● **YOUR OBJECTIVE**
Render the data below as a numbered list. Start at the line containing "the green leaf" and continue through the line containing "point(987, 247)", including both lines, with blank lines omitted.

### MATERIAL FOR THIS TASK

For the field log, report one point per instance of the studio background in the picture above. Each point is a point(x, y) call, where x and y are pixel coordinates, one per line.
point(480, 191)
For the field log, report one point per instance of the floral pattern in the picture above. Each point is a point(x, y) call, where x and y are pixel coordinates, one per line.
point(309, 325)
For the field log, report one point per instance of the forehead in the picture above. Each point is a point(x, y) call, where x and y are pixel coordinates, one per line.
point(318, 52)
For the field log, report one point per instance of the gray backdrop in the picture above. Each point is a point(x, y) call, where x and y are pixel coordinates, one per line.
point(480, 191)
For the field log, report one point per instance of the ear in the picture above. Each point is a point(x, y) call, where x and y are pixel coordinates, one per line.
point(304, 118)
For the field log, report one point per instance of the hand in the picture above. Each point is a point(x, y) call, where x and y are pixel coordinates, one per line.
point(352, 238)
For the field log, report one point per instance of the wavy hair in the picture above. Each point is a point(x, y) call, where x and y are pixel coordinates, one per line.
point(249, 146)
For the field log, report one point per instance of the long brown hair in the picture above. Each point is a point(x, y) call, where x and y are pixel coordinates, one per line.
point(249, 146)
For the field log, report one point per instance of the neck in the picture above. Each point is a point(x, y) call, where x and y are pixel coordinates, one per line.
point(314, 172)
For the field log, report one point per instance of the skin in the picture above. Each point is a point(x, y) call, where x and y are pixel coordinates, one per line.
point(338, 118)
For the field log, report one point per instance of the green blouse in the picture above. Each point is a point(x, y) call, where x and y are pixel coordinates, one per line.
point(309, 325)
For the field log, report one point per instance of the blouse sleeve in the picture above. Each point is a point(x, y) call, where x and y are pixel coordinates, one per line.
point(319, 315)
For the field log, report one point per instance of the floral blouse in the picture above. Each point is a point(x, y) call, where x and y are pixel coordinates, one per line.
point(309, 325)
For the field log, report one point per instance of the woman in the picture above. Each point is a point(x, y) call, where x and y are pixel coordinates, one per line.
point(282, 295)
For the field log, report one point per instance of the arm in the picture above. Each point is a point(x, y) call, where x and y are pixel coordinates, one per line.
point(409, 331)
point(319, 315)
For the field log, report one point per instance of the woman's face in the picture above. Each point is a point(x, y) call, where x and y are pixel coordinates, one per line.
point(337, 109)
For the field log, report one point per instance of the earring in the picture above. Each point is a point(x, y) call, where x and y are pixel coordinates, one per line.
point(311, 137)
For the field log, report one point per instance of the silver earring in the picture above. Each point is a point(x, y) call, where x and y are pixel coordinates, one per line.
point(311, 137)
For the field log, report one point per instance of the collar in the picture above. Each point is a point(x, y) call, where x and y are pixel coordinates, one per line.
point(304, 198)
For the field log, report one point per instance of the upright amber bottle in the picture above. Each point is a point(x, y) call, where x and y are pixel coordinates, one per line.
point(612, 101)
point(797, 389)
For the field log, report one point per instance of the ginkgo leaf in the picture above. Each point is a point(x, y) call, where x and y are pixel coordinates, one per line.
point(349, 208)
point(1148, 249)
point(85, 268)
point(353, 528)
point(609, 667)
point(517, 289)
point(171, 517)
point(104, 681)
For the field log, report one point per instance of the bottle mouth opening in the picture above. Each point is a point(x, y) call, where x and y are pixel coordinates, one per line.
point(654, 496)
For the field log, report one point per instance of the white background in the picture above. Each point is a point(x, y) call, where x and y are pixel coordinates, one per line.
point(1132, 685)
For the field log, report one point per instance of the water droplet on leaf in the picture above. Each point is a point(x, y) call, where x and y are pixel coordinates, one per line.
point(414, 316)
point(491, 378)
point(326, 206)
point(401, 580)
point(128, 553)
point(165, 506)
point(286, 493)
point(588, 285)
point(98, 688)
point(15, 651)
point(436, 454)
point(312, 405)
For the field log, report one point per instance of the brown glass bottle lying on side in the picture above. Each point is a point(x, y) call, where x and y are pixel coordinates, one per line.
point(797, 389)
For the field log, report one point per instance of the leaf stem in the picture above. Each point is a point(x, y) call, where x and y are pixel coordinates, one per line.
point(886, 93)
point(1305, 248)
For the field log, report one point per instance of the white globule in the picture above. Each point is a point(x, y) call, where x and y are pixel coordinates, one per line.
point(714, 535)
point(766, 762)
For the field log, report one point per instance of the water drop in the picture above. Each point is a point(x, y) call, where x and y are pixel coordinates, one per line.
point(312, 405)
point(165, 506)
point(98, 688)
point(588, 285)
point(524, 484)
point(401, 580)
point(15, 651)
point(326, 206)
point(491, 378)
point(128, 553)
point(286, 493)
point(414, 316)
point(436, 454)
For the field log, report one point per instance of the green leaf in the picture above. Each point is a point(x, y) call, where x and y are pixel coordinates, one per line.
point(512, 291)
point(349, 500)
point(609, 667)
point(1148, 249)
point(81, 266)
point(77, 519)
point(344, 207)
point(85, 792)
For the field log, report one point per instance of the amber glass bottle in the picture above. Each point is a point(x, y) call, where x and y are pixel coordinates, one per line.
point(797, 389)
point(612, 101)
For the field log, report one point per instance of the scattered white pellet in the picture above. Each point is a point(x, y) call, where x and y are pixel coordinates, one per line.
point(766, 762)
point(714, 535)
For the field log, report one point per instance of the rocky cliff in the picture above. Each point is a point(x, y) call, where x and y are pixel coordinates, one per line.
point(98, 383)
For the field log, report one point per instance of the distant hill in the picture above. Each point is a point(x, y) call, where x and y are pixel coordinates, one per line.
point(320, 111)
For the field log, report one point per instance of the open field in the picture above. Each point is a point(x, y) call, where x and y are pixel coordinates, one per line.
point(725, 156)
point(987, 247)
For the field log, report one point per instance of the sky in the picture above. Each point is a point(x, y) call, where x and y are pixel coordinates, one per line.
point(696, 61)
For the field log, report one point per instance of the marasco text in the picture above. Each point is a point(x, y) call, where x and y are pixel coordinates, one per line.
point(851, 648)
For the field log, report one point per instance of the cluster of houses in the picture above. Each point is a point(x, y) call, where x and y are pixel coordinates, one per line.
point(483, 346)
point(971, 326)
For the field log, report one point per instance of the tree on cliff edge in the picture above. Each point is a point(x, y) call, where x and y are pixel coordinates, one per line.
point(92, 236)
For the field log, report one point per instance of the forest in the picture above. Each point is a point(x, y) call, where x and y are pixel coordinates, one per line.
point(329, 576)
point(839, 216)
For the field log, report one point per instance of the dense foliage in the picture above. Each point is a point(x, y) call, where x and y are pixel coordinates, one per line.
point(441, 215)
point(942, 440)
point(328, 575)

######

● **ANSWER FOR THIS EXERCISE**
1. For the field log, report one point per instance of the green leaf in the picture above. Each point is a point(x, y) call, where x and y are pixel coordinates, one per line.
2. point(512, 291)
3. point(349, 500)
4. point(609, 667)
5. point(1148, 249)
6. point(81, 266)
7. point(77, 519)
8. point(344, 207)
9. point(85, 792)
10. For the field log, report one point per instance of the amber glass bottle in the picture above. Each point is a point(x, y) call, where x and y are pixel coordinates, one per line.
11. point(797, 389)
12. point(612, 101)
13. For the field log, report one point per instance of the scattered white pellet in the picture above. Each point is a point(x, y) call, where x and y are pixel coordinates, one per line.
14. point(766, 762)
15. point(714, 535)
16. For the field log, report one point per instance of the rocky cliff in the picture above. Each point is a point(x, y) call, where x and y are pixel coordinates, one per line.
17. point(98, 383)
18. For the field log, report one point per instance of the distant hill in the picture above. Each point is a point(x, y) call, where x and y are pixel coordinates, one per line.
19. point(320, 111)
20. For the field log, report one point per instance of the open field in the picture above. Each point is a point(x, y) call, where x and y are pixel coordinates, one per line.
21. point(725, 156)
22. point(987, 247)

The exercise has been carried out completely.